Profile: Fogarty Fellow Dr Leah Katzelnick investigates Zika and dengue viruses in South America
May / June 2021 | Volume 20 Number 3
Photo courtesy of Daniela Michlmayr
By Susan Scutti
In 2015, an outbreak of Zika fever swept South America and the Caribbean. Although infection typically caused only mild symptoms in adults, thousands of pregnant women who became infected suffered miscarriages and more than 3,700 delivered babies with microcephaly or other congenital abnormalities. Zika virus is a relative of the region’s endemic dengue virus - both are mosquito-borne flaviviruses - so the epidemic raised questions about whether a prior infection with one of dengue’s four serotypes might alter a person’s risk of Zika disease, or vice versa. Fogarty Fellow Dr. Leah Katzelnick’s project answered this by showing a previous Zika infection increases the risk of dengue disease severity.
Dengue itself sparks a complex immune response, explained Katzelnick, now chief of the NIH’s National Institute of Allergy and Infectious Diseases (NIAID) Viral Epidemiology and Immunity Unit. A first-time infection with dengue generally causes no symptoms, or only mild ones. However, a previously infected person has an increased risk of severe disease if re-infected. “My original Fogarty project was proposing to look at the dynamics of the dengue antibody response over time in relation to immunity,” said Katzelnick. “So, after your first infection, do your antibodies wane? Do only certain kinds of antibodies wane?”

■ REQUIRED ACTION 1: In the profile of Dr. Leah Katzelnick, what did her Fogarty Fellow project show?
■ REQUIRED ACTION 2: Continue the profile of Dr. Leah Katzelnick from its last sentence.

■ INPUT DATA:
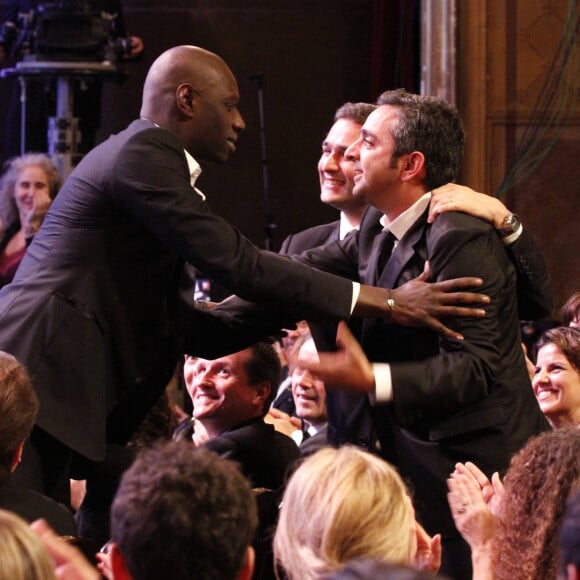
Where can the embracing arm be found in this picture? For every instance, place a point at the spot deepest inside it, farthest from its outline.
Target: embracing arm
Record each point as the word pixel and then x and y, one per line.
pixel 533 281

■ RESULT 1: It showed that a previous Zika infection increases the risk of dengue disease severity.

■ RESULT 2:
Katzelnick, who was then a Berkeley-based collaborator working with a team in Nicaragua, arrived in South America in mid-2019 - during the first post-Zika dengue epidemic. Witnessing “skyrocketing” cases, the team hypothesized that prior Zika infections might be causing “a more explosive dengue wave than we’d ever seen,” said Katzelnick. She quickly pivoted her research to study how Zika immunity modified dengue disease.
Surprisingly, this wasn’t the first time she’d changed course while a Fogarty Fellow. A political crisis in Nicaragua had prevented her planned arrival in early 2019, so she’d spent the first six months of her fellowship in Ecuador studying the dengue vaccine. Disheartened at first, Katzelnick soon embraced the “amazing opportunity to see how you set up one of these huge cohort studies before joining my Nicaraguan colleagues.”
Each project revealed dengue’s insidious power in addition to different aspects of global health research. In Nicaragua, she tracked a powerful epidemic as it progressed, while in Ecuador, she developed a companion test for the dengue vaccine. “The vaccine can actually increase your future risk of severe dengue disease if you’ve never had an infection. So, we were looking for a test that would say ‘yes’ or ‘no.’ Are you positive for dengue or not?” Direct contact with primary investigators on each project proved invaluable. “While I knew the data really well, I didn’t know how you actually do all this - coordinate a major cohort with thousands of people and bring experts in various areas together in a well-integrated system.” Along with project management skills, she learned about the patient consenting process and helped to build capacity. “I taught different classes in both countries on new statistical methods for analyzing clinical data and on the use of open source programs and tools.”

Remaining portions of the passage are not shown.